4.0 out of 5 stars Mixed Feelings About This Book,January 17, 2012

As one who was brought up with Herbert Simon and”satisficing,” I have mixed feelings about this book. As an intelligence professional I know for a fact that corrupt politicians have zero interest in the facts, only in what will profit them personally in the short-term. As much as I would like to see integrity restored as the core value of government, economy, and society, in the larger context in which we live this book is a curiosity.

There are gems and it is certainly worth reading, but as one other reviewer points out, it is not the easiest reading nor the most delightful. Here is what I got out of it (my summary notes, I donate all books right after I read them, to a nearby university).

For those instances when BOTH intelligence (decision-support) officers and their clients (politicians, policy makers, acquisition managers, operational commanders) have integrity–a condition that does not exist today, this book is very useful as a training aid.

01 It strives to provide a deeper understanding of judgments and choices by humans.

02 It fully documents the biases of intuition (judgment informed by past cases)

03 It documents the fact that decision making under uncertainty leads to humans being too prone to believe findings based on inadequate evidence, and too prone to avoid collecting a sufficiency of observations or research findings by others.

The essence of the book is the author's distinction between System 1 and System 2.

System 1 is automatic, fact, and falls prey to illusions.

System 2 is controlled, slow, requires attention, and is easily distracted.

Conclusions about judgment heuristics (rules of thumb):

HARD to think statistically

EASY to think associatively

We have EXCESS CONFIDENCE in what we think we know, and a deep, deep, deep inability to acknowledge our ignorance.

» Task list
a) From the book review, extract the passage from "Conclusions about judgment" up to and including "acknowledge our ignorance.".
b) In the book review, what does the reviewer do with books right after reading them?
None of the lines are needed for this work.

» Data provided
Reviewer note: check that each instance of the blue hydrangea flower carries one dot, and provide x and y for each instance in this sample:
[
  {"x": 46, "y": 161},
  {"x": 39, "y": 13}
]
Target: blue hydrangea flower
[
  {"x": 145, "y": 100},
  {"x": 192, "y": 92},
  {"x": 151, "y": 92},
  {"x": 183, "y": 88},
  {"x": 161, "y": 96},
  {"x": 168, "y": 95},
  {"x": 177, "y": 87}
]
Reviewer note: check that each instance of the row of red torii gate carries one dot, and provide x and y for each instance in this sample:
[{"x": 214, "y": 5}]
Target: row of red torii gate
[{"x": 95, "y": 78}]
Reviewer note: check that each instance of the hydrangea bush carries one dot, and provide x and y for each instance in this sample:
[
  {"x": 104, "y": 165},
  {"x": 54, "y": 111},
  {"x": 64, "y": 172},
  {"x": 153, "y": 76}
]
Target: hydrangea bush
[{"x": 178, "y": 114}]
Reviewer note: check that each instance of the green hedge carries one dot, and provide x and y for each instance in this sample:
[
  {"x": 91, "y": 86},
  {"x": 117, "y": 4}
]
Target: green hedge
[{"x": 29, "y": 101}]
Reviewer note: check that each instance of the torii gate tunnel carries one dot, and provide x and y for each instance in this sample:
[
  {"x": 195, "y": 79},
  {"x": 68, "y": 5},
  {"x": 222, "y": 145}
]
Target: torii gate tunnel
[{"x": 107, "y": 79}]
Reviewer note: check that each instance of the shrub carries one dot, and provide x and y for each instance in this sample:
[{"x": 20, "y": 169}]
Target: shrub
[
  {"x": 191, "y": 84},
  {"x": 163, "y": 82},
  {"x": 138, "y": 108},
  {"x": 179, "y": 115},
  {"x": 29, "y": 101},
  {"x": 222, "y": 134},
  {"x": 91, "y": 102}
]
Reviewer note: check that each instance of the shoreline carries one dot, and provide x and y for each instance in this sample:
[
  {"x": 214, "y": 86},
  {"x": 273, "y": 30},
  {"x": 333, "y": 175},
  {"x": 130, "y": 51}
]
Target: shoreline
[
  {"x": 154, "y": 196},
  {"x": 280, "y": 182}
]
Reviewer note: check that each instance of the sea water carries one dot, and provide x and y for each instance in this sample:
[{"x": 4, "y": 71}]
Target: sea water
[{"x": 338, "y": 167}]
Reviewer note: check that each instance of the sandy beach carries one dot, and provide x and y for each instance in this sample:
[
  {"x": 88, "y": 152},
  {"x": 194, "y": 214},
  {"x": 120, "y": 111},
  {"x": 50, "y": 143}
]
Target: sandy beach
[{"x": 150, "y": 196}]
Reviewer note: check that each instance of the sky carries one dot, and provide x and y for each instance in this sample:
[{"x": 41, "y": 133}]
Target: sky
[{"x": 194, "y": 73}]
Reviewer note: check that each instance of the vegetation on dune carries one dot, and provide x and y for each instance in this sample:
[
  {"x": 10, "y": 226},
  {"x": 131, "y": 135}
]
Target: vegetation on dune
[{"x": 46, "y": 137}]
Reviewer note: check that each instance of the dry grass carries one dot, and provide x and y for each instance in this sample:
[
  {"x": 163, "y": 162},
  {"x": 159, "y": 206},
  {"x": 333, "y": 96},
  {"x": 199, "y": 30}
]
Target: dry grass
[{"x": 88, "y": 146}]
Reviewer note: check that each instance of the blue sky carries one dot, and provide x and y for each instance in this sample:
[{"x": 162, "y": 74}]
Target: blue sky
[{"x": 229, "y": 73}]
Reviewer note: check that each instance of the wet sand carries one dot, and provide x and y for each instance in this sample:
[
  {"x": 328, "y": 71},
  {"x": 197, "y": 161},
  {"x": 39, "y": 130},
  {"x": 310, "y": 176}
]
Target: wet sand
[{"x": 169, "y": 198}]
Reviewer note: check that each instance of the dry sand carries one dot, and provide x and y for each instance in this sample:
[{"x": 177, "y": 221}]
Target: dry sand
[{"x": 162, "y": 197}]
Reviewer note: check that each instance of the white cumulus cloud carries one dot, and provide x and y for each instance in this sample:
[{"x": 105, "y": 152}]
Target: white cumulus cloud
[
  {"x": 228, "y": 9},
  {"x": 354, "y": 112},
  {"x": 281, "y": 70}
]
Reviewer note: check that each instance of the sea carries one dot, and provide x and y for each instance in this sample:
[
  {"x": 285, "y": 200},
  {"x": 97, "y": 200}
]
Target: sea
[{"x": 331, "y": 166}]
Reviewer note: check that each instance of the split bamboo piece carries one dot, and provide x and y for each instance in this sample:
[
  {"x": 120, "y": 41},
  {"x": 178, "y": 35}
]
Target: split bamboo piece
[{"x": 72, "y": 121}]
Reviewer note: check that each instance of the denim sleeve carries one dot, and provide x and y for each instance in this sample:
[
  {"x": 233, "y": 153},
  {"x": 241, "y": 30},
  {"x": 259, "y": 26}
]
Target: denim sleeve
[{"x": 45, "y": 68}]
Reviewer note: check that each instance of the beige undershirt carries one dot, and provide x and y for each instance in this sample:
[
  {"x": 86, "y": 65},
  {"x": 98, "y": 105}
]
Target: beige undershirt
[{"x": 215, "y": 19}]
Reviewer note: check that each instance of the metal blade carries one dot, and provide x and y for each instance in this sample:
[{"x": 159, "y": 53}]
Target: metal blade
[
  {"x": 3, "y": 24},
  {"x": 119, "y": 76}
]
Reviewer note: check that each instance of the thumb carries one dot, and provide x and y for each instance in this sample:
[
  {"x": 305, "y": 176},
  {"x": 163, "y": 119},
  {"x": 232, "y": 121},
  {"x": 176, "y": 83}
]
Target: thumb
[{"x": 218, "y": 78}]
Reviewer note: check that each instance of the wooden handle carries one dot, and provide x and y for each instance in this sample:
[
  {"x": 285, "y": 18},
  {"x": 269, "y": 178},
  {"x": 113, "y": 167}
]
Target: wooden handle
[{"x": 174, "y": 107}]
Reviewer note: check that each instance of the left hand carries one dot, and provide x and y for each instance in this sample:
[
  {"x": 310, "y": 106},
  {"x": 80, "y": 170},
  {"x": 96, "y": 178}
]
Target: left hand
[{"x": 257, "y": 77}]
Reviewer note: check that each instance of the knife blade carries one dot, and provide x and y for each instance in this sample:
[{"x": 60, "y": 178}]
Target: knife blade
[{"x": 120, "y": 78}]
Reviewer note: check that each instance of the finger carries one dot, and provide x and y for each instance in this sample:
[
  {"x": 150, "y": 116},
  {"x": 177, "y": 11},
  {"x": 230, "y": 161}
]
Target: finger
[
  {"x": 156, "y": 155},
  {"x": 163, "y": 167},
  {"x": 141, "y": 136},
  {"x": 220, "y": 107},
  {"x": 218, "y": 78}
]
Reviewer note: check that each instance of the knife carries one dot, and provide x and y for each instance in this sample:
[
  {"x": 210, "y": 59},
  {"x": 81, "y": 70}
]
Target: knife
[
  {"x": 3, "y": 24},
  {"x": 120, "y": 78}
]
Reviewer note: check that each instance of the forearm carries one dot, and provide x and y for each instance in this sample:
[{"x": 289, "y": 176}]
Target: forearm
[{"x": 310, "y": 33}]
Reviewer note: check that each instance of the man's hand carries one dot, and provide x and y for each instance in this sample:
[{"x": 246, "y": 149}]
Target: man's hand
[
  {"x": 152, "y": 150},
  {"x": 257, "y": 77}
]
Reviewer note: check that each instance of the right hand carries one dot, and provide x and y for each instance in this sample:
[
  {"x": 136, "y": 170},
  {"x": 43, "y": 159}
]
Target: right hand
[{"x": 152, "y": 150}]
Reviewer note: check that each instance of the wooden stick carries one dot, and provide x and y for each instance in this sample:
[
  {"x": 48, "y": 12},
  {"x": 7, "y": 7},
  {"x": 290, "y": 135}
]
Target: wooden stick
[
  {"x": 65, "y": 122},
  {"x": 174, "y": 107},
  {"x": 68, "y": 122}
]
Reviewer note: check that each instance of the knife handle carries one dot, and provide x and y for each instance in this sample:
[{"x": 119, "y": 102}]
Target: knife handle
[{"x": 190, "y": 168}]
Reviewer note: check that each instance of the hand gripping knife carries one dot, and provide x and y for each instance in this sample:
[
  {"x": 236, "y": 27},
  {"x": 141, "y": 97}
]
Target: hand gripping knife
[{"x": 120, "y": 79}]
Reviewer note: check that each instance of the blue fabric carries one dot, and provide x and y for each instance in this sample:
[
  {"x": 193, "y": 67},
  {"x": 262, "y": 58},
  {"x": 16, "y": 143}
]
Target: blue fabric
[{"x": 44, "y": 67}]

» Outputs by task
a)
Conclusions about judgment heuristics (rules of thumb):

HARD to think statistically

EASY to think associatively

We have EXCESS CONFIDENCE in what we think we know, and a deep, deep, deep inability to acknowledge our ignorance.

b) The reviewer donates them to a nearby university.